> _Set exercise_:
Convert the listing below into a numbered list, one line per entry, skipping any blank lines and leaving the pictures out.

Point labeling examples
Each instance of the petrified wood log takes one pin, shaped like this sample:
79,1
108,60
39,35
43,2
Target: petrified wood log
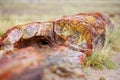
68,39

> _Solved exercise_:
1. Each instance of the petrified wood log takes one pin, shaped like this sample:
2. 79,1
3. 108,60
4. 39,35
5. 43,2
6. Target: petrified wood log
7. 68,39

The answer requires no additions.